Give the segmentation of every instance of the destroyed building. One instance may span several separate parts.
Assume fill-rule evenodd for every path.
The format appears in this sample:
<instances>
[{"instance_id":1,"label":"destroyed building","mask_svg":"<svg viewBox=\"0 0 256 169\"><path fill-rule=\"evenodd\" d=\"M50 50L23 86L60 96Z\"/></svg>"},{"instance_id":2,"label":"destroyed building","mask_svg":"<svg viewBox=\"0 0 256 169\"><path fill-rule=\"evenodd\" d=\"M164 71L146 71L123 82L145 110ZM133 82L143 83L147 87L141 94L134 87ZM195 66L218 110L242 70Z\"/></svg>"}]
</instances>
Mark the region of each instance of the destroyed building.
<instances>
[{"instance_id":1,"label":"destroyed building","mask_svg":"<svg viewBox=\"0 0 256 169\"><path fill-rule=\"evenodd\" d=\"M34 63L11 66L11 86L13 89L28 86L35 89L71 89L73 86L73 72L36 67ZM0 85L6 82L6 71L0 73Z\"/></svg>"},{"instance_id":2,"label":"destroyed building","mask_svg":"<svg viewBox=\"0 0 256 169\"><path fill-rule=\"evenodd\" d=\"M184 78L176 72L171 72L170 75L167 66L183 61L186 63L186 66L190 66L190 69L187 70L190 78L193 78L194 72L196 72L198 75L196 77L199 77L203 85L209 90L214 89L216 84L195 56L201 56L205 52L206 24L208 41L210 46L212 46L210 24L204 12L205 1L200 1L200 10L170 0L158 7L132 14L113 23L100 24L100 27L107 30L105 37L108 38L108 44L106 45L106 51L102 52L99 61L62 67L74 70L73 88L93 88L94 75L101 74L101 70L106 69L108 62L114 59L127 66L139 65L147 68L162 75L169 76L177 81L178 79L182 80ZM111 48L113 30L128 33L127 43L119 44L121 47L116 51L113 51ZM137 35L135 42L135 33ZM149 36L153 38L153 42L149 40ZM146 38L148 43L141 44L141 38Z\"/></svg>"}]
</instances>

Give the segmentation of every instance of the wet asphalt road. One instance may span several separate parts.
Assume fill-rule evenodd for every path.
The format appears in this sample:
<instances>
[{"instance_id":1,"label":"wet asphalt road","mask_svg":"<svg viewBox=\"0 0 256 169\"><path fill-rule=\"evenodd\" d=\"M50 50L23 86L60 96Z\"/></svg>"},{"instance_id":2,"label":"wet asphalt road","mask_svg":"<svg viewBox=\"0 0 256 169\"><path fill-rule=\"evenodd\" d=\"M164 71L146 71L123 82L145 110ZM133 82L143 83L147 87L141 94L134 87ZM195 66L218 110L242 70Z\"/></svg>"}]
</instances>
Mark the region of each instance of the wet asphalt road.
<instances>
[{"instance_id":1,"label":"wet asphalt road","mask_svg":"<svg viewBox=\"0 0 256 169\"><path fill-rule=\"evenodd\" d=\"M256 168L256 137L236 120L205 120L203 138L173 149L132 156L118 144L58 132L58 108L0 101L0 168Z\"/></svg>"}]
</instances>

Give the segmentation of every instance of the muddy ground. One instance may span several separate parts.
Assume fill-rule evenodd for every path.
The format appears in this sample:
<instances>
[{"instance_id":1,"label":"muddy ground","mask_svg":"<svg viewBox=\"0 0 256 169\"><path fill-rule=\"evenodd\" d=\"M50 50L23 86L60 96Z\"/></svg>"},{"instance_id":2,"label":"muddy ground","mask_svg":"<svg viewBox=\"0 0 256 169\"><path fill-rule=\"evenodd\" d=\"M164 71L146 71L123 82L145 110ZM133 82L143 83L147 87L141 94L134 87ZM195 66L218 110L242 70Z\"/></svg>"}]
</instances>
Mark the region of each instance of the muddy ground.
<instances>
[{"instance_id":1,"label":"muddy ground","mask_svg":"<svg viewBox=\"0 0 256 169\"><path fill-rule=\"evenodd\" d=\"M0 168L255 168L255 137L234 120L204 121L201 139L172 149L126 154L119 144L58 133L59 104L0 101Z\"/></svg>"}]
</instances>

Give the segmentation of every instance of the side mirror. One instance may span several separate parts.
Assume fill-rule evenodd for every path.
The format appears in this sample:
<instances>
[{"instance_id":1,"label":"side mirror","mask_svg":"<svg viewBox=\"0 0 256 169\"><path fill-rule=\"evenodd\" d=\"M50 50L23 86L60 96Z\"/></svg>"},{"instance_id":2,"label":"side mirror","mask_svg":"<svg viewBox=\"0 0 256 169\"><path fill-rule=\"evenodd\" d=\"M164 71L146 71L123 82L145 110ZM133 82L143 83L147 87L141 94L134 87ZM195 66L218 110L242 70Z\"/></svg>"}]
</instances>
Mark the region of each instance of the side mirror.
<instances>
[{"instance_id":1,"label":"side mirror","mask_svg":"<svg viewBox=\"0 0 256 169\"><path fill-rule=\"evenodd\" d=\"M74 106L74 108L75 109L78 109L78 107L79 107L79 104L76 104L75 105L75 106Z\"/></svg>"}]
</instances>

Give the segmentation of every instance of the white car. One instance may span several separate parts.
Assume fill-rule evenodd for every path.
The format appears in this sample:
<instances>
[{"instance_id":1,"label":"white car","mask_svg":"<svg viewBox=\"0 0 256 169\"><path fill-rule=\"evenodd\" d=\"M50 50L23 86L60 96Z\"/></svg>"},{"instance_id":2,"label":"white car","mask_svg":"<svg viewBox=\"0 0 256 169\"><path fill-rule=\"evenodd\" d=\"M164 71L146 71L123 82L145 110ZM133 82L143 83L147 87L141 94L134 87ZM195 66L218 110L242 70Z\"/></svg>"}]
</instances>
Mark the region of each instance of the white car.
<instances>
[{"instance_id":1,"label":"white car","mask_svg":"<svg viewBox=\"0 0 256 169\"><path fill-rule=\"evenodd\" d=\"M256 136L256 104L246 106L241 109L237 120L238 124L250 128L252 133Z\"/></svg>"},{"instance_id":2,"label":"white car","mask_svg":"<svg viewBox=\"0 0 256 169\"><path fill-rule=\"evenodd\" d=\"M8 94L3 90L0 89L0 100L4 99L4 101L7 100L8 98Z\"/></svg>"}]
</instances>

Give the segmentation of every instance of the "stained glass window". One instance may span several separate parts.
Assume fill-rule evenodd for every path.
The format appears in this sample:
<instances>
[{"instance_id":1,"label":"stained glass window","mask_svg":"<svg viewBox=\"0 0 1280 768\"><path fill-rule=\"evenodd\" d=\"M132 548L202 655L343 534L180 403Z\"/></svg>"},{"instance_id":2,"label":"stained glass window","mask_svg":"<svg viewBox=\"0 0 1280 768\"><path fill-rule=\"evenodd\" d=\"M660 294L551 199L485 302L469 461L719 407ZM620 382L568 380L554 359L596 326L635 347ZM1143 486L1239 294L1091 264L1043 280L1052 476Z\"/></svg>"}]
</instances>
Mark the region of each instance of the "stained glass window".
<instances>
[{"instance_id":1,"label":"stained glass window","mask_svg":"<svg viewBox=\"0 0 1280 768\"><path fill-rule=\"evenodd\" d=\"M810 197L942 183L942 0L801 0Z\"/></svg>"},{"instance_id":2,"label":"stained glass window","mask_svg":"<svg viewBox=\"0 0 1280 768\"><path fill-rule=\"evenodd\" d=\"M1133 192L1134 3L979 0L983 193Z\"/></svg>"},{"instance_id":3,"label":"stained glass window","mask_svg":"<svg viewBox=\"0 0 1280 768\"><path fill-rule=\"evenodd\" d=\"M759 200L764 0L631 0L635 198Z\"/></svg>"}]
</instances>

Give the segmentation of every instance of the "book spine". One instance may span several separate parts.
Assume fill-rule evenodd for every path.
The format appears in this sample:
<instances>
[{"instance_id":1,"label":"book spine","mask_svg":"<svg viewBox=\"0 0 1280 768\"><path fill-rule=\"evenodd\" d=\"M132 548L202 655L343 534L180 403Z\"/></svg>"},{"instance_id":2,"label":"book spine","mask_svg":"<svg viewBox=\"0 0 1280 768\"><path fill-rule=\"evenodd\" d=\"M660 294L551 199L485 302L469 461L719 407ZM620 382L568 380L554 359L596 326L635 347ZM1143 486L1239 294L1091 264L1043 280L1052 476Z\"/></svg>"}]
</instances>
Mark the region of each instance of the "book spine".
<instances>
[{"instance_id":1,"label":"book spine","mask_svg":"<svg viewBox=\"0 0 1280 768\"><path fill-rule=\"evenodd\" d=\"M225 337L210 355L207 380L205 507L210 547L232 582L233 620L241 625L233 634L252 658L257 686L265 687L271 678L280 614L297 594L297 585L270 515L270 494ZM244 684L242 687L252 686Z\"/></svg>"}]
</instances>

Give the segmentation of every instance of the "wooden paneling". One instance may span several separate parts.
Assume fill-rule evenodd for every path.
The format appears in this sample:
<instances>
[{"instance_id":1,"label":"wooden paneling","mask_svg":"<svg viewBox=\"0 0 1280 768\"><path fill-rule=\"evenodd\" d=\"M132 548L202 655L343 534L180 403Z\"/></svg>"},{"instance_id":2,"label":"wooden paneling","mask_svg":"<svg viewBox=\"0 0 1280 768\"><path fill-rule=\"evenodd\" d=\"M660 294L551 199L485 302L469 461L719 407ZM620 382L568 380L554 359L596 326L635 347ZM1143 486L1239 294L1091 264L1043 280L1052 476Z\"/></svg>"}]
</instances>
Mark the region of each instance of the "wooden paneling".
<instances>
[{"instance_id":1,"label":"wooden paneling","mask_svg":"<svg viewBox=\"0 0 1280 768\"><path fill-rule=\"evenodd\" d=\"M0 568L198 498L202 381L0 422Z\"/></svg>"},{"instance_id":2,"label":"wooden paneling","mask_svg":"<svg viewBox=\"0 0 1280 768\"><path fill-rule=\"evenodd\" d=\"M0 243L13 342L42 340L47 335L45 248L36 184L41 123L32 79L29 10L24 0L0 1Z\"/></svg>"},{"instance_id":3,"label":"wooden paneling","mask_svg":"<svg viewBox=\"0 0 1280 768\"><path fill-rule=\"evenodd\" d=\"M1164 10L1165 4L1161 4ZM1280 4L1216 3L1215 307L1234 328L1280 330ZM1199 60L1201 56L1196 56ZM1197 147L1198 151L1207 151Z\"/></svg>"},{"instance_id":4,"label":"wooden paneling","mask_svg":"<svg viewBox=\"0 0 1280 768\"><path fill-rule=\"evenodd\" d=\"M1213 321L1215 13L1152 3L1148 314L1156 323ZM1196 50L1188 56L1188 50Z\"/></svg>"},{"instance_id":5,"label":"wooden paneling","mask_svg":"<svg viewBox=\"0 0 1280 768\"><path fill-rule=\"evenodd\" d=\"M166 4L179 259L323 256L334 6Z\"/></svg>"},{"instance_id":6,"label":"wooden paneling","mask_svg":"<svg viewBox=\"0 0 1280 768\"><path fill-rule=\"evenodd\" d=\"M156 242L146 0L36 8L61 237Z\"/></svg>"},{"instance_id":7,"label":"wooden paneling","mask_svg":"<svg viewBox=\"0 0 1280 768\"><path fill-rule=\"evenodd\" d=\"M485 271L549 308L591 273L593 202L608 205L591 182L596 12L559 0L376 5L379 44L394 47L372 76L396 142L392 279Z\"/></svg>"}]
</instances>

## WHAT TO WORK ON:
Pick out every line in the data above that contains the word "region" and copy each one. Case counts.

## FINAL RESULT:
Mark the region of each instance of the destroyed building.
Mark the region of each instance of the wet asphalt road.
Mark the region of each instance of the muddy ground.
Mark the region of each instance of the side mirror.
Mark the region of each instance of the white car.
Mark the region of each instance of the "stained glass window".
Mark the region of each instance of the "book spine".
Mark the region of each instance of the "wooden paneling".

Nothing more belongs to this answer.